**Task instructions**
An exact repetition of the data below, without images, is the expected answer.
________________________
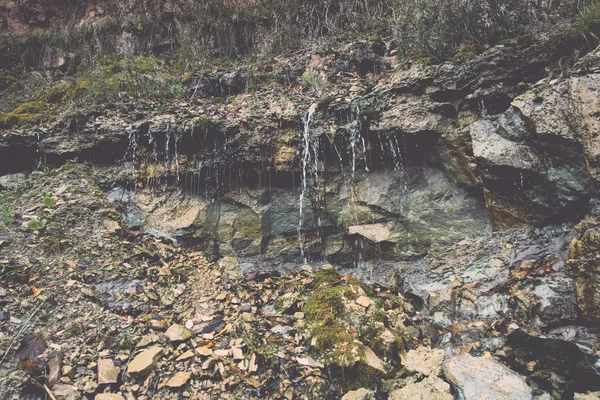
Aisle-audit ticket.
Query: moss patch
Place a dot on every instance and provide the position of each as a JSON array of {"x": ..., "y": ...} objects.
[{"x": 30, "y": 113}]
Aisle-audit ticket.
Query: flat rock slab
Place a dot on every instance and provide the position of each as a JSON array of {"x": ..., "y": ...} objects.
[
  {"x": 145, "y": 362},
  {"x": 179, "y": 379},
  {"x": 107, "y": 372},
  {"x": 109, "y": 396},
  {"x": 424, "y": 360},
  {"x": 431, "y": 388},
  {"x": 178, "y": 333},
  {"x": 360, "y": 394},
  {"x": 485, "y": 378}
]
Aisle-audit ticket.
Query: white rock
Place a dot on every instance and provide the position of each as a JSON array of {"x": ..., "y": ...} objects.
[{"x": 485, "y": 378}]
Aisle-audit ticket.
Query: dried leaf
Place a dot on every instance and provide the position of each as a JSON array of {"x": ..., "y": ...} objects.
[{"x": 31, "y": 346}]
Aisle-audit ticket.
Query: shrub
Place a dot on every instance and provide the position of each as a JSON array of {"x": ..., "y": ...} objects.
[
  {"x": 588, "y": 19},
  {"x": 311, "y": 78},
  {"x": 438, "y": 28},
  {"x": 5, "y": 216}
]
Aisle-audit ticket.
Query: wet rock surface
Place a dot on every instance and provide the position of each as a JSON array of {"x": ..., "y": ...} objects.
[{"x": 414, "y": 237}]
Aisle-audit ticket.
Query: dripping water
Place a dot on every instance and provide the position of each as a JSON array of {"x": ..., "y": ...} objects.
[{"x": 305, "y": 165}]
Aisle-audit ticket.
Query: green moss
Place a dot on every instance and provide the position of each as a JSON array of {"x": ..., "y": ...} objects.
[
  {"x": 30, "y": 113},
  {"x": 463, "y": 56},
  {"x": 325, "y": 303},
  {"x": 202, "y": 122},
  {"x": 327, "y": 276},
  {"x": 589, "y": 19},
  {"x": 330, "y": 335},
  {"x": 363, "y": 376}
]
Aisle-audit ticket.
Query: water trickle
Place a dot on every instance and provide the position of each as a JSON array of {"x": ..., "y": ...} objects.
[
  {"x": 306, "y": 163},
  {"x": 482, "y": 109},
  {"x": 177, "y": 144},
  {"x": 167, "y": 151}
]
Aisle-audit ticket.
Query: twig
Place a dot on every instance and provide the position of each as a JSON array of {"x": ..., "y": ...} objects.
[
  {"x": 21, "y": 331},
  {"x": 49, "y": 392}
]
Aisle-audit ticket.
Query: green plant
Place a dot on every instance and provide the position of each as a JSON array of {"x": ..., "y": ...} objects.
[
  {"x": 48, "y": 201},
  {"x": 125, "y": 339},
  {"x": 177, "y": 90},
  {"x": 37, "y": 226},
  {"x": 588, "y": 19},
  {"x": 5, "y": 216},
  {"x": 202, "y": 122},
  {"x": 314, "y": 80}
]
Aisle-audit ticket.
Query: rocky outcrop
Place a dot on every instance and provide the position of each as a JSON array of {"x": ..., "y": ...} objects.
[
  {"x": 485, "y": 378},
  {"x": 378, "y": 171},
  {"x": 583, "y": 267}
]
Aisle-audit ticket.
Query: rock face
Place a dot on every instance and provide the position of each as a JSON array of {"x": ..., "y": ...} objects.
[
  {"x": 144, "y": 362},
  {"x": 583, "y": 266},
  {"x": 430, "y": 388},
  {"x": 485, "y": 378},
  {"x": 426, "y": 155}
]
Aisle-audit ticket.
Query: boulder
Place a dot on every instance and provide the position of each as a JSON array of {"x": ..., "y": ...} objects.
[
  {"x": 424, "y": 360},
  {"x": 485, "y": 378}
]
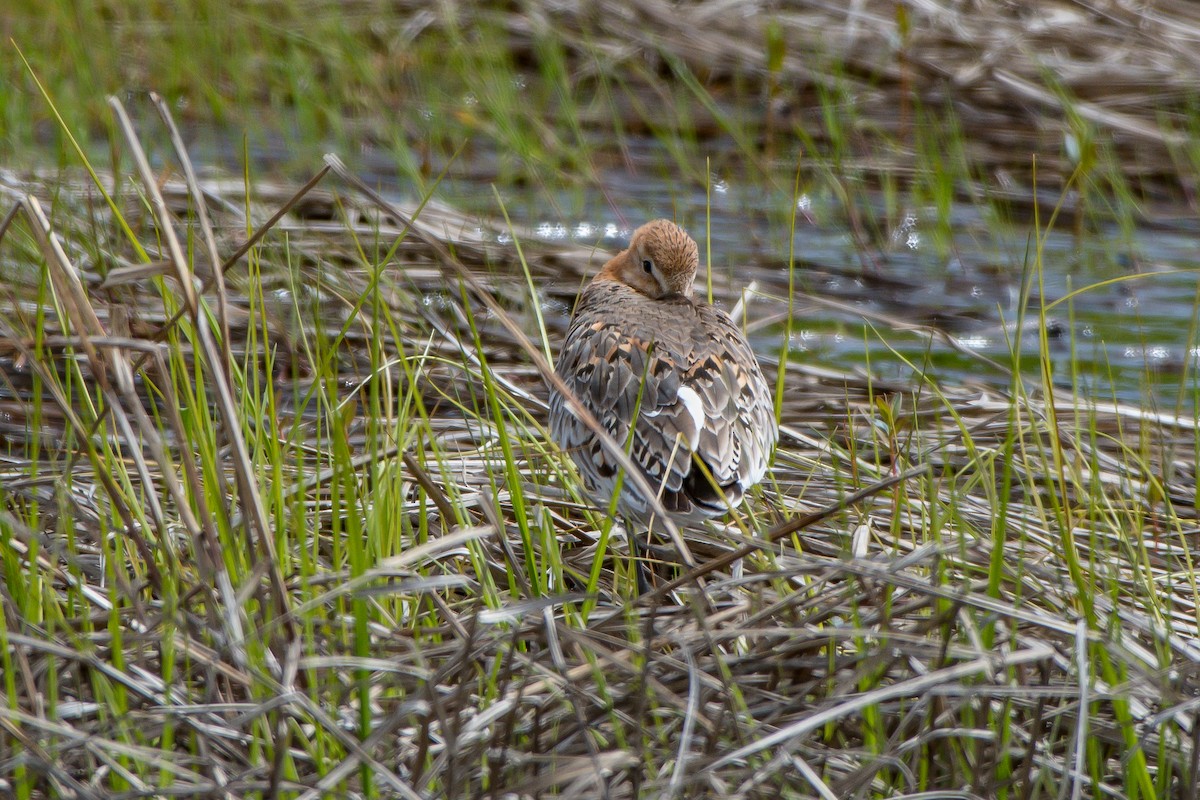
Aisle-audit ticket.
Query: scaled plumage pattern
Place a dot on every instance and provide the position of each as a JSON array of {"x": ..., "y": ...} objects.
[{"x": 641, "y": 346}]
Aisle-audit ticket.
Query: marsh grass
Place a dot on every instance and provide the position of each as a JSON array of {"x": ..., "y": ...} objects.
[
  {"x": 305, "y": 535},
  {"x": 424, "y": 605}
]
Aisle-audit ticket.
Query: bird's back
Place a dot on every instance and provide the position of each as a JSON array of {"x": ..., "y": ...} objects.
[{"x": 684, "y": 371}]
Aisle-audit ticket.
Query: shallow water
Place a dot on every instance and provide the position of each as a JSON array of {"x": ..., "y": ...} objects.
[
  {"x": 859, "y": 287},
  {"x": 1129, "y": 340}
]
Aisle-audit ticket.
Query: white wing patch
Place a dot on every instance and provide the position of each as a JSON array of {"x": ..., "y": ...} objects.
[{"x": 695, "y": 407}]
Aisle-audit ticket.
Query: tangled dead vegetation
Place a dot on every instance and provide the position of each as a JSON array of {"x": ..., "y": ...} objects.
[{"x": 301, "y": 531}]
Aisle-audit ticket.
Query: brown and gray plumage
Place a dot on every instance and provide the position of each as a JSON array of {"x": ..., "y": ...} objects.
[{"x": 640, "y": 343}]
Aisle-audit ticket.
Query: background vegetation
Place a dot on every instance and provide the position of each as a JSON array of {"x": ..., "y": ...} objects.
[{"x": 277, "y": 511}]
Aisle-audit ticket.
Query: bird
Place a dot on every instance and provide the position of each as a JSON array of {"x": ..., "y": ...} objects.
[{"x": 671, "y": 378}]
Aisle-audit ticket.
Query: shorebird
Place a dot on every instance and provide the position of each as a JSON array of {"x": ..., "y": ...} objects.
[{"x": 671, "y": 379}]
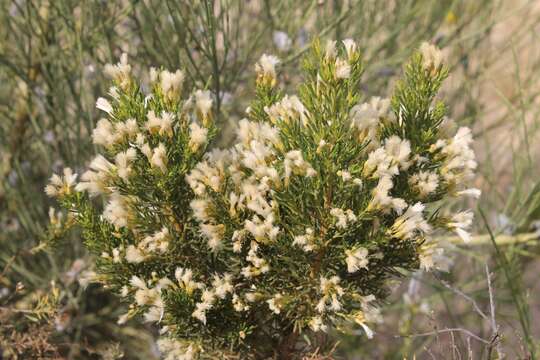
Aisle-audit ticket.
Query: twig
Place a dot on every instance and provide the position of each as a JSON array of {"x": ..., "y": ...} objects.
[
  {"x": 494, "y": 326},
  {"x": 500, "y": 240},
  {"x": 465, "y": 296},
  {"x": 451, "y": 330}
]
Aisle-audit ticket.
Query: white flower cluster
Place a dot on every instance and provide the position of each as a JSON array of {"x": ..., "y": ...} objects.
[{"x": 318, "y": 194}]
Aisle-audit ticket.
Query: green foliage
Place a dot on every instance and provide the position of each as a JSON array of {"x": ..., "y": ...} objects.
[{"x": 294, "y": 230}]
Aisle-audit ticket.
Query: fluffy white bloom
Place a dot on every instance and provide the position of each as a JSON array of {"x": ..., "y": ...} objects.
[
  {"x": 431, "y": 56},
  {"x": 356, "y": 259},
  {"x": 343, "y": 217},
  {"x": 60, "y": 185},
  {"x": 472, "y": 192},
  {"x": 382, "y": 200},
  {"x": 458, "y": 156},
  {"x": 317, "y": 324},
  {"x": 366, "y": 119},
  {"x": 289, "y": 108},
  {"x": 214, "y": 234},
  {"x": 460, "y": 222},
  {"x": 330, "y": 49},
  {"x": 305, "y": 241},
  {"x": 345, "y": 175},
  {"x": 123, "y": 160},
  {"x": 160, "y": 125},
  {"x": 295, "y": 163},
  {"x": 266, "y": 66},
  {"x": 103, "y": 134},
  {"x": 186, "y": 281},
  {"x": 410, "y": 223},
  {"x": 222, "y": 285},
  {"x": 96, "y": 180},
  {"x": 197, "y": 136},
  {"x": 276, "y": 303},
  {"x": 282, "y": 40},
  {"x": 176, "y": 349},
  {"x": 134, "y": 255},
  {"x": 116, "y": 211},
  {"x": 120, "y": 72},
  {"x": 343, "y": 69},
  {"x": 159, "y": 157},
  {"x": 104, "y": 105},
  {"x": 203, "y": 101},
  {"x": 350, "y": 47},
  {"x": 262, "y": 230},
  {"x": 424, "y": 182},
  {"x": 332, "y": 293},
  {"x": 399, "y": 151},
  {"x": 171, "y": 83}
]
________________________
**Answer**
Aisle-audit ticket.
Query: moss patch
Place a dot on every instance and provide the position of each as a JSON array of {"x": ..., "y": ...} objects.
[{"x": 30, "y": 113}]
Aisle-audit ticket.
Query: flat rock slab
Place a dot on every instance and provide the position of each as a JSON array of {"x": ..., "y": ...} objects.
[
  {"x": 145, "y": 362},
  {"x": 179, "y": 379},
  {"x": 107, "y": 372},
  {"x": 109, "y": 396},
  {"x": 424, "y": 360},
  {"x": 431, "y": 388},
  {"x": 178, "y": 333},
  {"x": 360, "y": 394},
  {"x": 485, "y": 378}
]
Aisle-audit ticket.
Query: white rock
Place a dot on every instance and provide the position of each as a JSON array of {"x": ..., "y": ...} objects.
[{"x": 485, "y": 378}]
Aisle-audit ticket.
Query: dried leaf
Place a dot on every instance and provide the position of each as a JSON array of {"x": ..., "y": ...} objects.
[{"x": 31, "y": 346}]
Aisle-audit ticket.
Query: shrub
Place a dot on every instance and provide the position of each as a JSON array of {"x": ..., "y": ...} objects.
[
  {"x": 588, "y": 19},
  {"x": 311, "y": 78},
  {"x": 438, "y": 28},
  {"x": 5, "y": 216}
]
Aisle-audit ticket.
Query: wet rock surface
Place a dot on every instance and provide the position of each as a JSON array of {"x": ..., "y": ...} objects.
[{"x": 414, "y": 237}]
Aisle-audit ticket.
Query: dripping water
Place a dot on every instance and provide the position of each as a JSON array of {"x": ..., "y": ...} objects.
[{"x": 305, "y": 165}]
Aisle-audit ticket.
Query: green moss
Place a dot on every instance and provide the position of each as a JSON array of {"x": ..., "y": ...} objects.
[
  {"x": 30, "y": 113},
  {"x": 463, "y": 56},
  {"x": 325, "y": 303},
  {"x": 202, "y": 122},
  {"x": 327, "y": 276},
  {"x": 589, "y": 19},
  {"x": 330, "y": 335},
  {"x": 363, "y": 376}
]
Aisle-audit ticket.
Query: water trickle
Place a dot on every instance and provide the position of each as a JSON array of {"x": ..., "y": ...} objects.
[
  {"x": 306, "y": 163},
  {"x": 482, "y": 109},
  {"x": 177, "y": 144},
  {"x": 167, "y": 151}
]
Aisle-audit ticket.
Query: twig
Place a dot on every instance and provide the position of each as a JSON array of {"x": ..., "y": ...} objects.
[
  {"x": 21, "y": 331},
  {"x": 49, "y": 392}
]
Aisle-audit ticket.
Query: green plant
Place a dot on every instance and provide the position of each as a JSON array of {"x": ..., "y": ...} objects.
[
  {"x": 48, "y": 201},
  {"x": 125, "y": 339},
  {"x": 177, "y": 90},
  {"x": 37, "y": 226},
  {"x": 588, "y": 19},
  {"x": 5, "y": 216},
  {"x": 202, "y": 122},
  {"x": 314, "y": 80}
]
Aisle-audit ticket.
Query: rocky outcrop
Place a dot on every instance and provide the position of each as a JSON array of {"x": ..., "y": ...} objects.
[
  {"x": 485, "y": 378},
  {"x": 378, "y": 171},
  {"x": 583, "y": 267}
]
Aisle-audit ticket.
Query: rock face
Place a dot on every instance and provide the position of each as a JSON array of {"x": ..., "y": ...} objects.
[
  {"x": 144, "y": 362},
  {"x": 583, "y": 266},
  {"x": 430, "y": 388},
  {"x": 485, "y": 378},
  {"x": 426, "y": 155}
]
Aisle-audit ticket.
Query: boulder
Place a dot on every instance and provide the position of each as a JSON array of {"x": ..., "y": ...} objects.
[
  {"x": 424, "y": 360},
  {"x": 485, "y": 378}
]
Aisle-audit ticket.
Query: scaled plumage pattern
Place a dot on every instance and provide the position of each as a JSON array of {"x": ..., "y": ...} objects.
[{"x": 641, "y": 346}]
Aisle-audit ticket.
Query: marsh grass
Place a dot on every instance and provide the position of each as a JSON array of {"x": ..., "y": ...} objects.
[
  {"x": 305, "y": 535},
  {"x": 424, "y": 605}
]
Aisle-audit ticket.
Query: bird's back
Place a dot on every instance and provide the position of each as a JSON array of {"x": ..., "y": ...} objects.
[{"x": 684, "y": 371}]
Aisle-audit ticket.
Query: shallow water
Place a dot on every instance and provide the position of each as a JSON array of {"x": ..., "y": ...} objects.
[
  {"x": 859, "y": 287},
  {"x": 1129, "y": 340}
]
Aisle-audit ticket.
Query: white wing patch
Place a dot on every instance and provide the position of each as a JSON array of {"x": ..., "y": ...} objects.
[{"x": 695, "y": 407}]
Aisle-audit ticket.
Query: tangled dead vegetation
Place a dot on every instance and provide the position of each as a JSON array of {"x": ..., "y": ...} objects.
[{"x": 301, "y": 531}]
Aisle-audit ticket.
Query: brown and gray plumage
Place a dot on every instance and provide the position of each as a JSON array of {"x": ..., "y": ...} objects.
[{"x": 640, "y": 343}]
Aisle-audit ticket.
Query: background vegetation
Place a dot on every instance and provide the position of each as a JSON array of {"x": ..., "y": ...} objects.
[{"x": 277, "y": 511}]
Aisle-audit ticket.
Query: bird
Place a dot on every instance and provide the position of each as a JSON array of {"x": ..., "y": ...} objects.
[{"x": 671, "y": 378}]
Aisle-audit ticket.
Query: shorebird
Place a dot on every instance and provide the position of each as a JSON array of {"x": ..., "y": ...} objects.
[{"x": 671, "y": 379}]
Aisle-audit ticket.
Query: twig
Place a dot on every instance and provide the position of each as a JSON array of {"x": ..., "y": ...} objects.
[
  {"x": 494, "y": 326},
  {"x": 500, "y": 240},
  {"x": 465, "y": 296},
  {"x": 451, "y": 330}
]
Aisle-audit ticket.
Query: white flower cluster
Place a dot on every instance and provide the position of each as a JSON array of {"x": ..., "y": ...} objects.
[{"x": 318, "y": 194}]
Aisle-audit ticket.
Query: green foliage
Place a dot on every instance and provide the position of each as a JSON array of {"x": ..., "y": ...} objects.
[{"x": 294, "y": 230}]
Aisle-audit ticket.
Query: fluffy white bloom
Place a dot on every instance and provide the position of each as a JSON array of {"x": ..., "y": ...} objects.
[
  {"x": 431, "y": 56},
  {"x": 356, "y": 259},
  {"x": 343, "y": 217},
  {"x": 60, "y": 185},
  {"x": 472, "y": 192},
  {"x": 382, "y": 200},
  {"x": 458, "y": 156},
  {"x": 317, "y": 324},
  {"x": 366, "y": 119},
  {"x": 289, "y": 108},
  {"x": 214, "y": 234},
  {"x": 460, "y": 222},
  {"x": 330, "y": 49},
  {"x": 305, "y": 241},
  {"x": 345, "y": 175},
  {"x": 123, "y": 160},
  {"x": 160, "y": 125},
  {"x": 295, "y": 163},
  {"x": 266, "y": 66},
  {"x": 103, "y": 134},
  {"x": 186, "y": 281},
  {"x": 410, "y": 223},
  {"x": 222, "y": 285},
  {"x": 96, "y": 180},
  {"x": 197, "y": 136},
  {"x": 276, "y": 303},
  {"x": 282, "y": 40},
  {"x": 176, "y": 349},
  {"x": 134, "y": 255},
  {"x": 116, "y": 211},
  {"x": 120, "y": 72},
  {"x": 343, "y": 69},
  {"x": 159, "y": 157},
  {"x": 104, "y": 105},
  {"x": 203, "y": 101},
  {"x": 350, "y": 47},
  {"x": 262, "y": 230},
  {"x": 424, "y": 182},
  {"x": 332, "y": 293},
  {"x": 399, "y": 151},
  {"x": 171, "y": 83}
]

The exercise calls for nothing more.